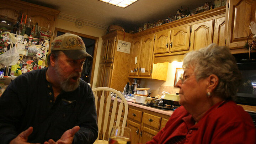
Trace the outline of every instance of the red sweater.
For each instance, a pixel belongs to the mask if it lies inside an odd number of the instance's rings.
[[[185,144],[256,144],[256,128],[250,115],[234,101],[225,102],[212,107],[194,125],[191,115],[181,106],[146,144],[170,144],[182,135]]]

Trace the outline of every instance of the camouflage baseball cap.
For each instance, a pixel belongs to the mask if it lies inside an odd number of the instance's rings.
[[[92,59],[92,57],[86,52],[82,39],[75,34],[67,33],[58,36],[53,39],[51,45],[52,51],[61,50],[72,59],[85,58]]]

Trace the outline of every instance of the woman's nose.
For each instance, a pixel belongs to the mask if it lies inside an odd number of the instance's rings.
[[[180,79],[176,84],[176,87],[180,89],[181,87],[181,85],[182,85],[182,81]]]

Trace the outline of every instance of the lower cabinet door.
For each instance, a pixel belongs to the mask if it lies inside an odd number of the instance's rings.
[[[139,143],[145,144],[147,142],[152,140],[153,137],[156,135],[158,133],[158,132],[155,130],[142,126],[141,131],[140,133],[140,135]]]
[[[128,121],[127,127],[132,130],[131,137],[131,144],[136,144],[139,143],[140,135],[139,135],[140,129],[140,124],[133,122],[130,120]]]

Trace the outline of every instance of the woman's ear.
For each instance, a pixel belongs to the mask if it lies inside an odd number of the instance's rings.
[[[215,74],[210,75],[207,78],[208,86],[207,92],[212,92],[219,84],[219,78]]]

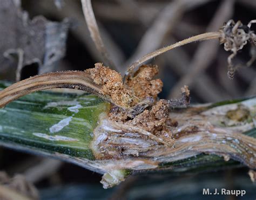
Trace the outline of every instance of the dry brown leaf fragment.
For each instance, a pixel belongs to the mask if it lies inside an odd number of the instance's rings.
[[[159,78],[152,80],[158,73],[156,65],[143,65],[134,75],[129,76],[125,84],[132,89],[136,95],[141,99],[152,97],[154,99],[162,90],[163,82]]]

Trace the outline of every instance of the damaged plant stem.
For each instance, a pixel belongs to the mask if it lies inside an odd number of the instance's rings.
[[[256,168],[255,98],[169,112],[170,108],[188,106],[187,87],[181,89],[180,99],[159,100],[163,82],[153,79],[158,68],[140,66],[178,46],[219,38],[233,53],[228,59],[232,77],[237,51],[247,41],[255,43],[250,29],[254,22],[245,27],[231,20],[218,32],[150,53],[129,68],[124,82],[119,73],[98,63],[85,72],[45,74],[10,85],[0,91],[0,107],[6,106],[0,109],[1,145],[104,174],[105,188],[149,170],[178,173],[241,165]],[[29,94],[53,88],[83,90],[100,98],[76,93]]]

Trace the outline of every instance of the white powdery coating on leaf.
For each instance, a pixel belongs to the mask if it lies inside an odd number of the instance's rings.
[[[39,138],[43,138],[44,139],[46,139],[52,141],[78,141],[78,139],[69,138],[66,136],[63,135],[49,135],[45,133],[33,133],[33,135],[35,136],[37,136]]]
[[[79,104],[77,101],[62,101],[58,102],[50,102],[44,107],[44,109],[48,108],[57,107],[60,105],[76,105]]]
[[[83,106],[80,104],[77,104],[75,106],[69,107],[68,108],[70,112],[73,112],[75,113],[78,113],[79,112],[79,109],[83,108]]]
[[[65,126],[68,126],[69,124],[70,121],[72,120],[72,117],[69,117],[66,118],[62,119],[61,121],[59,121],[58,124],[53,125],[49,128],[51,133],[59,132]]]
[[[194,142],[199,141],[201,139],[200,135],[195,135],[190,137],[186,137],[185,138],[181,138],[179,140],[181,142]]]

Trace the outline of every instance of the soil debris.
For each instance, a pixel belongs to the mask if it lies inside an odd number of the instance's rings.
[[[174,139],[170,127],[177,126],[177,122],[170,119],[169,108],[189,104],[190,91],[187,86],[181,89],[180,99],[157,101],[163,84],[160,79],[152,80],[158,73],[157,66],[142,66],[133,76],[126,77],[124,84],[119,73],[102,63],[95,64],[95,68],[85,72],[96,84],[102,85],[103,94],[110,96],[116,103],[109,113],[109,119],[127,127],[142,128],[162,140],[163,144],[168,144],[169,147],[173,146]]]
[[[163,82],[159,78],[152,80],[158,71],[156,65],[142,65],[132,77],[130,76],[127,78],[125,84],[140,99],[149,97],[156,99],[162,91],[163,86]]]
[[[227,112],[228,118],[238,122],[244,122],[250,116],[250,111],[245,106],[241,105],[235,110],[230,110]]]

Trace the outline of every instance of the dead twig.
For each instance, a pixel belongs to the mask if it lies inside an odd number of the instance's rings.
[[[93,40],[96,48],[102,54],[105,65],[113,67],[116,70],[118,70],[119,69],[117,68],[114,62],[111,59],[109,54],[102,41],[92,10],[91,0],[81,0],[81,3],[88,29],[89,30],[91,37]]]

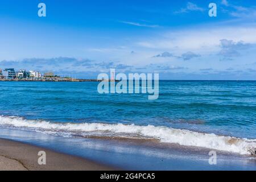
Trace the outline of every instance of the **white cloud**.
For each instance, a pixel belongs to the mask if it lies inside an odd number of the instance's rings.
[[[188,2],[185,8],[182,8],[180,10],[176,11],[175,13],[188,13],[189,11],[204,11],[204,9],[199,7],[197,5],[192,2]]]
[[[225,39],[256,44],[256,27],[253,26],[197,27],[172,31],[163,35],[153,39],[150,38],[137,42],[137,44],[147,48],[168,50],[175,54],[187,51],[204,54],[219,51],[220,40]]]
[[[156,28],[156,27],[160,27],[158,24],[142,24],[140,23],[126,22],[126,21],[119,21],[119,22],[125,23],[125,24],[128,24],[137,26],[137,27],[148,27],[148,28]]]
[[[227,0],[222,0],[221,1],[221,4],[224,5],[225,5],[226,6],[229,6],[229,3],[228,3]]]

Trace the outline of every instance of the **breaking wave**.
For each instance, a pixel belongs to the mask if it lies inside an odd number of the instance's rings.
[[[23,127],[63,136],[118,136],[152,138],[160,142],[177,143],[225,151],[240,154],[255,155],[256,139],[221,136],[164,126],[101,123],[56,123],[28,120],[20,117],[0,116],[0,125]]]

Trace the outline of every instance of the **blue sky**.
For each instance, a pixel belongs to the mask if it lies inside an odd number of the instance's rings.
[[[1,1],[0,68],[256,80],[255,1]],[[38,16],[40,2],[46,17]],[[208,15],[210,2],[217,17]]]

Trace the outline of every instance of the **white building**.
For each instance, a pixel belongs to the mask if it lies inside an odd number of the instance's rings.
[[[30,71],[30,77],[31,78],[40,78],[41,73],[34,71]]]

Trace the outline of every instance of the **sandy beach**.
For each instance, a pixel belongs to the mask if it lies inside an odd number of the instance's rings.
[[[38,163],[38,152],[46,153],[46,164]],[[21,142],[0,139],[0,171],[112,170],[113,168],[72,155]]]

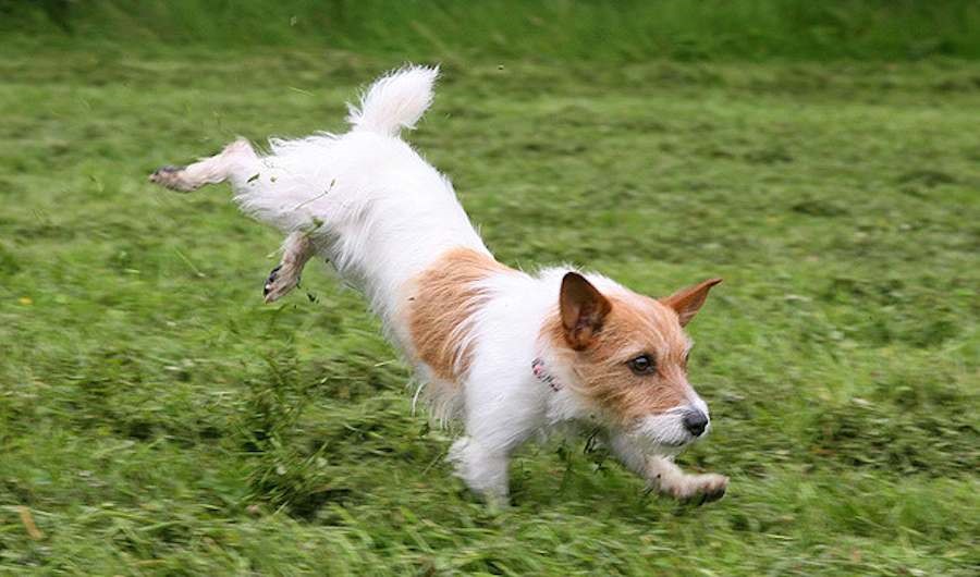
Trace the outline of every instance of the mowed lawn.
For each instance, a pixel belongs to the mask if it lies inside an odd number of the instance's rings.
[[[400,63],[0,61],[0,573],[977,574],[980,66],[445,62],[408,138],[502,261],[725,279],[690,326],[713,432],[679,457],[723,501],[556,439],[491,512],[356,293],[314,263],[264,305],[281,237],[146,182],[342,131]]]

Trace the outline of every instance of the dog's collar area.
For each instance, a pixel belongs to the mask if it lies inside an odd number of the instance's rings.
[[[539,381],[550,386],[552,391],[559,392],[561,390],[561,383],[558,382],[558,379],[554,378],[554,375],[548,372],[548,369],[544,368],[544,361],[541,360],[541,357],[537,357],[531,361],[531,372],[535,373],[535,377],[537,377]]]

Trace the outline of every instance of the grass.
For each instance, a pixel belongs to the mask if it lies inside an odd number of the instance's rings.
[[[715,429],[681,461],[730,494],[554,441],[492,513],[356,294],[313,266],[264,306],[277,234],[145,182],[341,130],[396,62],[137,52],[0,61],[0,572],[976,575],[976,64],[445,60],[411,139],[503,261],[726,279],[690,328]]]
[[[71,46],[301,44],[413,60],[978,59],[978,28],[971,0],[0,0],[0,32]]]

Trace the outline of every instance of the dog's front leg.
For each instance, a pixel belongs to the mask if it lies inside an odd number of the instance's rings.
[[[682,501],[718,501],[725,494],[728,478],[707,472],[684,472],[670,457],[648,455],[626,435],[610,440],[613,453],[629,470],[647,480],[651,489]]]
[[[303,267],[316,254],[317,249],[309,233],[294,232],[286,236],[282,245],[282,260],[269,273],[262,285],[262,297],[272,303],[299,285]]]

__________

**Exercise prompt:** Extract the run of lines from the line holding "Trace the outline of every instance of the **sandy" through the final line of the material above, exactly and inclusively. Leave the pictures behind.

**Answer to the exercise:**
Trace the outline of every instance of the **sandy beach**.
For each instance, a pixel belongs to the mask if it lies inside an odd number of the instance's rings.
[[[38,163],[38,152],[46,153],[46,164]],[[21,142],[0,139],[0,171],[112,170],[113,168],[72,155]]]

Trace the outline of every instance of the mowed lawn.
For each instance, a pixel belongs to the mask if it lies inside an odd number of the instance's rings.
[[[400,63],[0,61],[0,573],[977,574],[980,66],[445,62],[408,138],[502,261],[725,279],[690,326],[713,432],[679,457],[723,501],[556,439],[491,512],[356,293],[314,263],[264,305],[281,237],[146,182],[342,131]]]

Trace the outline of every instance of the dog's collar area.
For each instance, a pixel belongs to the mask if it lies inside an odd number of the instance's rings.
[[[539,381],[550,386],[552,391],[559,392],[561,390],[561,383],[558,382],[558,379],[554,378],[554,375],[548,372],[548,369],[544,368],[544,361],[541,360],[541,357],[537,357],[531,361],[531,372],[535,373],[535,377],[537,377]]]

Trace the outline of every instance of the grass.
For each instance, a pixel belongs to the mask if it lies inside an odd number of the instance's rings.
[[[715,429],[681,461],[730,494],[554,441],[492,513],[356,294],[313,266],[264,306],[277,234],[145,182],[341,130],[396,62],[137,52],[0,61],[0,572],[976,575],[976,64],[445,60],[411,139],[503,261],[726,279],[690,328]]]
[[[71,46],[301,44],[413,60],[978,59],[978,28],[971,0],[0,0],[0,32]]]

Trace the outline of every instance of the dog's front leg.
For each instance, a pixel belongs to the mask if it lies inside an odd number of the instance's rings.
[[[682,501],[718,501],[725,494],[728,478],[707,472],[684,472],[670,457],[648,455],[626,435],[610,440],[613,453],[629,470],[647,480],[651,489]]]
[[[303,267],[316,254],[317,249],[309,233],[294,232],[286,236],[282,245],[282,260],[269,273],[262,285],[262,297],[272,303],[299,285]]]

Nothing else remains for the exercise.